→ **TASK**
Copy the entries below word for word, taking only the stretch from the line containing "Can you see the dark cloud" through the line containing "x=396, y=323", both lines included.

[Object position labeling entries]

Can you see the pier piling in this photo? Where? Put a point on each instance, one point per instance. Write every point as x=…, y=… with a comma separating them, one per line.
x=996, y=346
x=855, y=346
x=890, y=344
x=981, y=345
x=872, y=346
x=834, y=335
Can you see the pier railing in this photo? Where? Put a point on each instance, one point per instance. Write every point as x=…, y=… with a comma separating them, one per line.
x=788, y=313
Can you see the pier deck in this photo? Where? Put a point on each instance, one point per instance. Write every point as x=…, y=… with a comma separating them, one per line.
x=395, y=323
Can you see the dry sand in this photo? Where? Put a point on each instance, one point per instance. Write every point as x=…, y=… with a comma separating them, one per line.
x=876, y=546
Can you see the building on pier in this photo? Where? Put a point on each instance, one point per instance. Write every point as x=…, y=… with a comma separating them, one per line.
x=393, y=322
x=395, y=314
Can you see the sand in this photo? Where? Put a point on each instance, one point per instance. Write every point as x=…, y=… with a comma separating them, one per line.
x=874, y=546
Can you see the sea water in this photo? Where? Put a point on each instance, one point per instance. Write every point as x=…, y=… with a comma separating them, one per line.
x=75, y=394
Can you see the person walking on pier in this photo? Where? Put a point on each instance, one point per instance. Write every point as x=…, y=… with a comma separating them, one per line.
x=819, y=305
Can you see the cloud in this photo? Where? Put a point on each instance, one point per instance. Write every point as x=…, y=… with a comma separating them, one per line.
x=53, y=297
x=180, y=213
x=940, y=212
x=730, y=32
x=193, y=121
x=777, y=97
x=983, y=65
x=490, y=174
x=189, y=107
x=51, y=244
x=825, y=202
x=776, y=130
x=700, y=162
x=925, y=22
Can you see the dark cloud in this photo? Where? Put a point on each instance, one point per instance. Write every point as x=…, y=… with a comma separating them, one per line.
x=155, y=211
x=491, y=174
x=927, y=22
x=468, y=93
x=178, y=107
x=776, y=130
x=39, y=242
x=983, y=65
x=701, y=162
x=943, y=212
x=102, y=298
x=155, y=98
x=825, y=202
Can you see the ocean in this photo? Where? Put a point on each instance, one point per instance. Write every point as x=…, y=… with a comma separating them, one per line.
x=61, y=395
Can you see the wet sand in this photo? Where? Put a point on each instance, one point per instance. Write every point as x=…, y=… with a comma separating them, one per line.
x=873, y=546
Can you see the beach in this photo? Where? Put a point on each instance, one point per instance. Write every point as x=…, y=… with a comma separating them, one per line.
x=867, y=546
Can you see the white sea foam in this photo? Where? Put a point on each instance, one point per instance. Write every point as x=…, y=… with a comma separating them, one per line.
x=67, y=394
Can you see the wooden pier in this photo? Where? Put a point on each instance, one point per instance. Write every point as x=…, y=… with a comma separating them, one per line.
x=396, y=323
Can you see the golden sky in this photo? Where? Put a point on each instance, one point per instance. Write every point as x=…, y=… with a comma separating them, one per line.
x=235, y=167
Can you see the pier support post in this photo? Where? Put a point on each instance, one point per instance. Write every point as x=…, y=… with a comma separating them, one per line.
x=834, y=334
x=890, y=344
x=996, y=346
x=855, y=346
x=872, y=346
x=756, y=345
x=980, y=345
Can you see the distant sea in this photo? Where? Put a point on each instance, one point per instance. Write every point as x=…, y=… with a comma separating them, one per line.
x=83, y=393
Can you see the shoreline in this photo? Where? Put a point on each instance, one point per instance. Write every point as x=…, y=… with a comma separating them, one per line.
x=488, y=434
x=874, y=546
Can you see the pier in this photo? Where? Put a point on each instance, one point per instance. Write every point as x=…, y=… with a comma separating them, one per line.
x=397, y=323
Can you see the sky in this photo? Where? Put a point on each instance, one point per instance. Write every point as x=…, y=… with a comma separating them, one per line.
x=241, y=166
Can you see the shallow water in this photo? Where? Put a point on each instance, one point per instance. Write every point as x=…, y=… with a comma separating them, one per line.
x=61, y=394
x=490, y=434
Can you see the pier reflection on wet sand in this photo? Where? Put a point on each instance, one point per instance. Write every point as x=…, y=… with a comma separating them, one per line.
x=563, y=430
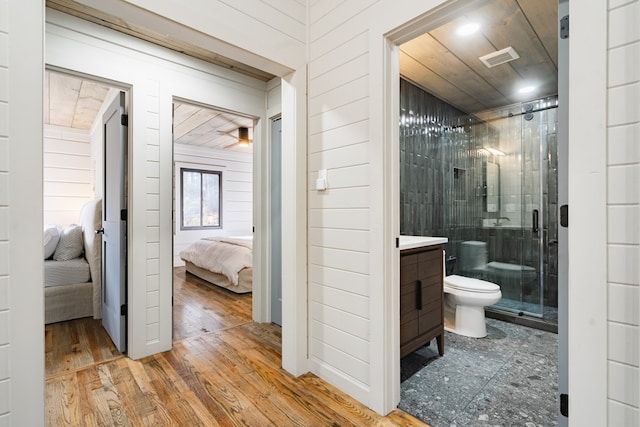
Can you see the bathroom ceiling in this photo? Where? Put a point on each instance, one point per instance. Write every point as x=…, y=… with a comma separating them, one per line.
x=74, y=102
x=447, y=65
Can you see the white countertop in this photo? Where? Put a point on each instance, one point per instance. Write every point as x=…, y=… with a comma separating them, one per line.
x=410, y=242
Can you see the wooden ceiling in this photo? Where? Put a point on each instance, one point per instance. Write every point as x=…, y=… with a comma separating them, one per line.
x=447, y=65
x=121, y=24
x=205, y=127
x=74, y=102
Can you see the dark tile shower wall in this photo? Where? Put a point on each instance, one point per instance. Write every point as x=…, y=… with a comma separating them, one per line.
x=441, y=182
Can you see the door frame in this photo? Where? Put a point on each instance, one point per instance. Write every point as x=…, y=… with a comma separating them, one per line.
x=583, y=376
x=98, y=172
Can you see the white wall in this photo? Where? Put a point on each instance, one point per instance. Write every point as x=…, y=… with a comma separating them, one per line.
x=623, y=211
x=347, y=52
x=155, y=76
x=237, y=193
x=21, y=295
x=68, y=175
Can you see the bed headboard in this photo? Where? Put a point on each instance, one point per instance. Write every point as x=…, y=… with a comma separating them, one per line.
x=91, y=220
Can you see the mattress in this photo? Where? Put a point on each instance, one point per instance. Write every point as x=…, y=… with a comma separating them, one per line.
x=58, y=273
x=245, y=278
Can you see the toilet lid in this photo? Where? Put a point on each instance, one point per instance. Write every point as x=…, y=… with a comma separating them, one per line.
x=468, y=284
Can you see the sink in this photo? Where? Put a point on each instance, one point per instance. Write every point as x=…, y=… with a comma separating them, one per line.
x=502, y=223
x=410, y=242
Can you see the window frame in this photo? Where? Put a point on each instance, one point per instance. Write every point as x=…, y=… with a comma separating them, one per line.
x=201, y=172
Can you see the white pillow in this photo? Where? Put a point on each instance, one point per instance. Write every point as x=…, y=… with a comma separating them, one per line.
x=51, y=238
x=70, y=245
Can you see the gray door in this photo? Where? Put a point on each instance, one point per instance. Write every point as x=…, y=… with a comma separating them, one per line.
x=276, y=222
x=114, y=223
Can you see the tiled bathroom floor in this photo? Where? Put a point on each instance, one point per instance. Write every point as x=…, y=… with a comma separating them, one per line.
x=509, y=378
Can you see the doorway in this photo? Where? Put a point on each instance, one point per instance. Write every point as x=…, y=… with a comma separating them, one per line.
x=73, y=188
x=441, y=154
x=213, y=214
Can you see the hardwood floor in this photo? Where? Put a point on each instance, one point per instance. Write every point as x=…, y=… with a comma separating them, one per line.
x=223, y=370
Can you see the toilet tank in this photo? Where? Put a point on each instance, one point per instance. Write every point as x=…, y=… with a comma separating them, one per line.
x=472, y=256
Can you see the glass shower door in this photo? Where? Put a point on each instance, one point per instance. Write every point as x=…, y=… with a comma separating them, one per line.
x=519, y=268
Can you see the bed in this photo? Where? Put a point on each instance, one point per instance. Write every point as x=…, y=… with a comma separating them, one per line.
x=72, y=287
x=223, y=261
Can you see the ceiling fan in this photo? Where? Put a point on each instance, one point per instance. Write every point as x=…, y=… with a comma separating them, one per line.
x=242, y=137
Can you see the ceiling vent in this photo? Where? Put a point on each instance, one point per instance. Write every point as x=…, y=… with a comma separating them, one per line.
x=505, y=55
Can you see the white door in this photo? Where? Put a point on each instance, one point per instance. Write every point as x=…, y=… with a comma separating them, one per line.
x=276, y=222
x=114, y=223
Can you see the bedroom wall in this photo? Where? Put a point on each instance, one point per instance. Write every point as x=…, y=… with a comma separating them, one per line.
x=67, y=173
x=237, y=193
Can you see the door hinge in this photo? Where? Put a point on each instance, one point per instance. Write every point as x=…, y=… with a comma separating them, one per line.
x=564, y=27
x=564, y=215
x=564, y=404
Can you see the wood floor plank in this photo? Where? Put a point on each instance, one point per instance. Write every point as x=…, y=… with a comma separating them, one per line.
x=223, y=370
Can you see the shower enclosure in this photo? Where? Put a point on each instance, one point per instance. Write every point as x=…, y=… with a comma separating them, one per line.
x=488, y=182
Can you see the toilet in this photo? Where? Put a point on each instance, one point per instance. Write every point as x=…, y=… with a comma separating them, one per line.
x=464, y=302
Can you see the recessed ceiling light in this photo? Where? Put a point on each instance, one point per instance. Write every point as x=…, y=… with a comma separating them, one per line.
x=468, y=29
x=526, y=89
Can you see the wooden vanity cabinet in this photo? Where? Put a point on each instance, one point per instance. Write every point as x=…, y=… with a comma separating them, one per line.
x=421, y=298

→ **ANSWER TO THE EXERCISE**
Can you see the dark cloud in this photo? Where? Put a point on each instance, one point per instance. Write every point as x=…, y=… with a comma separating them, one per line.
x=155, y=211
x=491, y=174
x=927, y=22
x=468, y=93
x=178, y=107
x=776, y=130
x=39, y=242
x=983, y=65
x=701, y=162
x=943, y=212
x=102, y=298
x=155, y=98
x=825, y=202
Can you see the ocean in this photo? Where? Put a point on each instance, one point per instance. Write every point as x=…, y=… with a comma separating them, one per line.
x=61, y=395
Can you see the wet sand in this photo? Where? Put a point on each instance, one point per instance. Write every point as x=…, y=… with a comma separating them, one per line.
x=873, y=546
Can you see the beach in this photo? Where? Put a point on each instance, one point per instance. Write every point as x=…, y=… with a comma separating them, one per line.
x=867, y=546
Can you see the white sea foam in this photo? Where? Put a point on each instance, one point per instance. Write every point as x=…, y=… with a comma separating them, one per line.
x=67, y=394
Can you see the wooden pier in this photo? Where? Put a point on each instance, one point per instance. Write every point as x=…, y=… with a comma separating them, one per line.
x=396, y=323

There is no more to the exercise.